INFO loaded 1 sequence(s)
INFO parsed 793340 bedmethyl records, discarded 709240 for low coverage, 1502580 total
INFO loaded 389262 low-frequency, 13595 middle-frequency and 34522 high-frequency contexts, 2 modification codes, discarded 0 contexts.
INFO there are 4264 seeds to search at 1 for h
INFO there are 335 seeds to search at 1 for m
INFO Found 1 motifs:
+--------+-----------+------------+-----------+-----------+
| motif | frac_mod | high_count | low_count | mid_count |
+--------+-----------+------------+-----------+-----------+
| G[m]NC | 0.9987951 | 33157 | 40 | 423 |
+--------+-----------+------------+-----------+-----------+
INFO finished
modkit motif evaluate --known-motif GCGC 1 m --in-bedmethyl barcode09.sup_ody_CG.bed --ref /home/joris/ref-seqs/gm119_ref.fasta
> loading references from "/home/joris/ref-seqs/gm119_ref.fasta"
> loaded 1 sequence(s)
> parsed 793340 bedmethyl records, discarded 709240 for low coverage, 1502580 total
> loaded 389262 low-frequency, 13595 middle-frequency and 34522 high-frequency contexts, 2 modification codes, discarded 0 contexts.
> have 1 motifs to evaluate
> evaluated motifs:
+--------+------------+------------+-----------+-----------+----------+
| motif | frac_mod | high_count | low_count | mid_count | log_odds |
+========+============+============+===========+===========+==========+
| G[m]GC | 0.99882513 | 33156 | 39 | 423 | 17.37176 |
+--------+------------+------------+-----------+-----------+----------+
Thanks for the follow-up and for the detailed results.

-.-.-

■ Problems to solve ■
1. In the modkit motif thread, how many bedmethyl records were discarded for low coverage?
2. Write the next few sentences of the modkit motif thread, continuing after its last line.

■ Data extract ■
-.-.-

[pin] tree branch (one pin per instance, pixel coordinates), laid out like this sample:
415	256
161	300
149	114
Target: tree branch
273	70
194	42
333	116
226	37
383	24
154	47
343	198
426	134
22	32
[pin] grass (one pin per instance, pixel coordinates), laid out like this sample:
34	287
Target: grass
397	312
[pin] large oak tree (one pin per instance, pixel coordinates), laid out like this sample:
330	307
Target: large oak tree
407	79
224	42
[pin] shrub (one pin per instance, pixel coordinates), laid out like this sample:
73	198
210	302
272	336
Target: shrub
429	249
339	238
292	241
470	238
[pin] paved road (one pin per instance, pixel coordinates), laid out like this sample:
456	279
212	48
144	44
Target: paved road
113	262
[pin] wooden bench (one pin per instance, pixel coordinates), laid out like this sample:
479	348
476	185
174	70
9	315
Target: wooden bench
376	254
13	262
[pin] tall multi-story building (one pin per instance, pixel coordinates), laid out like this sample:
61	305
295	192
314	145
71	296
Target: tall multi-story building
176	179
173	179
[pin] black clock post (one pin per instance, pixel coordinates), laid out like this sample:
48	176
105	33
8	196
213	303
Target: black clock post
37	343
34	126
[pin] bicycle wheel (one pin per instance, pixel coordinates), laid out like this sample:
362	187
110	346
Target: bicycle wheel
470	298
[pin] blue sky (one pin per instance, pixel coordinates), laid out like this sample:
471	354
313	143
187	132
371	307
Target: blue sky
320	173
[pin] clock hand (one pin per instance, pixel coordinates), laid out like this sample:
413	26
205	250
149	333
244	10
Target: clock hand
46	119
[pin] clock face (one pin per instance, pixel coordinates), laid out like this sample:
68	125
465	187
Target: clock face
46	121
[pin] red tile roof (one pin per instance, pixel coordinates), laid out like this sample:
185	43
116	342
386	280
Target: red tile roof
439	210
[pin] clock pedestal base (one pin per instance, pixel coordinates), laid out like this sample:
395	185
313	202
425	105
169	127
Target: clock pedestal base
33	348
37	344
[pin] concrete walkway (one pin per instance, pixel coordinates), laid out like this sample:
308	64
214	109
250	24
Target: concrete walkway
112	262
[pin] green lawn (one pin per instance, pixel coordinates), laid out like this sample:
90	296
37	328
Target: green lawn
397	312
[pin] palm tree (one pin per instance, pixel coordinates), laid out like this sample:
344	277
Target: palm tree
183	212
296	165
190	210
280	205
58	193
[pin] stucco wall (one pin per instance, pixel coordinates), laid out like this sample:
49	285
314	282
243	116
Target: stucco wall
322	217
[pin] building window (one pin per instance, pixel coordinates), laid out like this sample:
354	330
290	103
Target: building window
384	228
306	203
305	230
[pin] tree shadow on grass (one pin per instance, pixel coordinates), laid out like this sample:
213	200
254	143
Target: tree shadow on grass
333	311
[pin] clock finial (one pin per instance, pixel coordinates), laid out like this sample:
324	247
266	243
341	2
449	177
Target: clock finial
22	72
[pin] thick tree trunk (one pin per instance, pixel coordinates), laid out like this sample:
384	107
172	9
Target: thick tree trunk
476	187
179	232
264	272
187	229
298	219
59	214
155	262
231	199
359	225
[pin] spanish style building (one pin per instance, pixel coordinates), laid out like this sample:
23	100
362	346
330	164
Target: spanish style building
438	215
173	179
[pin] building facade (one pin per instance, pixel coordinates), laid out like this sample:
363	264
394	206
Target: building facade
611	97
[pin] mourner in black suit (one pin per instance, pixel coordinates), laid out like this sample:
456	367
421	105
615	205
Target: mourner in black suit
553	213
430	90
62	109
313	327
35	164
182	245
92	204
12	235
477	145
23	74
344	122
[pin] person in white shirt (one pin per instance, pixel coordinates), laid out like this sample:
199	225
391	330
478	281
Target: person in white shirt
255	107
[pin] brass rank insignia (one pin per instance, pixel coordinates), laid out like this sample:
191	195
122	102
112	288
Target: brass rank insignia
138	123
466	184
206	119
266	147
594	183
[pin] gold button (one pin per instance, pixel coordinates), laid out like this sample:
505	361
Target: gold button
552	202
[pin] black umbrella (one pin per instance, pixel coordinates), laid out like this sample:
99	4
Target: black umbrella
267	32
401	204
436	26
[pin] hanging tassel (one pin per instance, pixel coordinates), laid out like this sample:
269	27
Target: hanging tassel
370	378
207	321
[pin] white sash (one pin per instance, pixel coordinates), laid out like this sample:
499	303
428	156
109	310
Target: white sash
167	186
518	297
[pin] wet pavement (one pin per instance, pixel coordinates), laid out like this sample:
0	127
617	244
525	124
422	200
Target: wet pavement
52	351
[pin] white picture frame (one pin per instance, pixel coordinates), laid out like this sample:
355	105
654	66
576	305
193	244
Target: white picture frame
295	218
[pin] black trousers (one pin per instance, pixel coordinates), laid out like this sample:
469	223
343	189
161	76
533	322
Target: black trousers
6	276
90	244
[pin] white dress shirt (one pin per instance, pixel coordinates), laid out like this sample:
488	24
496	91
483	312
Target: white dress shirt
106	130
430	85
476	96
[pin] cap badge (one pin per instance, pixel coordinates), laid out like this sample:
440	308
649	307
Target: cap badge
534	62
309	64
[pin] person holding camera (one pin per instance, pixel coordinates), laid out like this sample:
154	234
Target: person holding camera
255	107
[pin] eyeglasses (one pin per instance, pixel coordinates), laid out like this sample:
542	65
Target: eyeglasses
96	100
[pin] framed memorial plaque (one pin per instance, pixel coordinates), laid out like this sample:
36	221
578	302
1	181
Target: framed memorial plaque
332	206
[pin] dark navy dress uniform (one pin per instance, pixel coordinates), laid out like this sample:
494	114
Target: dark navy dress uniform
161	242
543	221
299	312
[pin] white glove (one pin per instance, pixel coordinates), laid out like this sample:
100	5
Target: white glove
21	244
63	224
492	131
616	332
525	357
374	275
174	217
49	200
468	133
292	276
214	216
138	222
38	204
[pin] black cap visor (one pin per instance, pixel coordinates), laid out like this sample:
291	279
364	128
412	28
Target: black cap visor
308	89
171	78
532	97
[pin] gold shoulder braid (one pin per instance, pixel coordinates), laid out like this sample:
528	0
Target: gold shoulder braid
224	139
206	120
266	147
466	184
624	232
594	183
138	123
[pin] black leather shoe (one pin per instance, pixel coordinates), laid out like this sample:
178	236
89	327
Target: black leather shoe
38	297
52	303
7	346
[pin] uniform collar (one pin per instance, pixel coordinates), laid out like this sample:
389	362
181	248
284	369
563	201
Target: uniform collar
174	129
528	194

-.-.-

■ Responses ■
1. 709,240 records were discarded for low coverage.

2.
Regarding your question about whether the small E. coli genome and the research modified base model could be contributing to the observed motifs, the short answer is yes, model biases can definitely show up in motif search outputs. This is one of the reasons we aim to minimize false positive rates and context bias in production release models, though some level of bias is still expected in fine-tuned or experimental models.
Looking at your listed motifs, all of them still allow for a CG context at the modified base, so the CG calls are very likely driving each of these discovered motifs. Restricting to CG reference bases in your pileup should largely eliminate the extra motif variants. This is also having me consider if there is a nice filter to reduce these outputs by using the fraction of each context contributing to the motif and removing restricted bases within the motif represented by very few observations. I have a feeling this will resolve the core issues found here.
For motifs like GCG[m], these can still occur within a CG context — the modified base is the C, and the next base in the reference could be a G, creating the GCGCG pattern that drives this motif. You could confirm this by running modkit motif evaluate for GCGC followed by each possible next base (A, C, G, T). I’d expect coverage to drop off sharply for all but G, but those low-coverage variants may still persist because they don’t fall below the statistical thresholds for motif pruning.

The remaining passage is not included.